* _PROBLEM DETAILS_: Quote all lines below exactly. Images stay out.

[Extracted data entries]
[Start of Attachment]
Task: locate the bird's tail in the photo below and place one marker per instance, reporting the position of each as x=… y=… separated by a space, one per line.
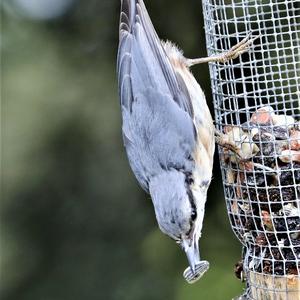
x=127 y=16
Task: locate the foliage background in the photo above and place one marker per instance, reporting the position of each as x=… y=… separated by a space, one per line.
x=74 y=223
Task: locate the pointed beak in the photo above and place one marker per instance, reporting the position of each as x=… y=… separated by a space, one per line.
x=190 y=246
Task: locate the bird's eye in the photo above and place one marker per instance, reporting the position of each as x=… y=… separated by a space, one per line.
x=193 y=215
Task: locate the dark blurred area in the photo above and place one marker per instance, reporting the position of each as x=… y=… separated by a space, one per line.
x=74 y=222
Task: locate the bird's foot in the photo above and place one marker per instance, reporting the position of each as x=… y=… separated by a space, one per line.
x=200 y=268
x=237 y=50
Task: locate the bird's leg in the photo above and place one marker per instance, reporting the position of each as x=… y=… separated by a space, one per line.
x=238 y=49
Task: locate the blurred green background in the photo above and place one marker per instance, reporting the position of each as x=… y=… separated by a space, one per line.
x=74 y=222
[End of Attachment]
* _ANSWER BELOW_:
Task: locate the bird's tail in the photo below and place one marker per instance, reporting the position of each as x=… y=… separated by a space, one per line.
x=127 y=16
Task: locate the foliage background in the photo above and place one marker per instance, reporting the position of each as x=… y=… separated by a space, one per line.
x=74 y=223
Task: locate the pointed beak in the photo above and place one marker per instance, reporting the position of each as x=… y=… separated by a space, one per line.
x=190 y=246
Task: locate the bird's eye in the photo above and place one marker per instance, reporting the position of each as x=… y=… separated by a space, one per line.
x=193 y=215
Task: locate the dark blurred area in the photo above and place one marker per instance, reporting the position of each as x=… y=… separated by a space, one per line.
x=74 y=222
Task: locate the bird's foot in the photo above and place one marker per instance, reporting the position of each as x=… y=… separated by a space, one per line.
x=200 y=268
x=237 y=50
Task: locate the bird's leg in the photo above and place one marker per instance, reporting the position of each as x=… y=… separated by a space, one per line.
x=238 y=49
Task: locate the blurred green background in the photo above and place one marker per instance, reporting the position of each as x=… y=… separated by a space, one per line.
x=74 y=222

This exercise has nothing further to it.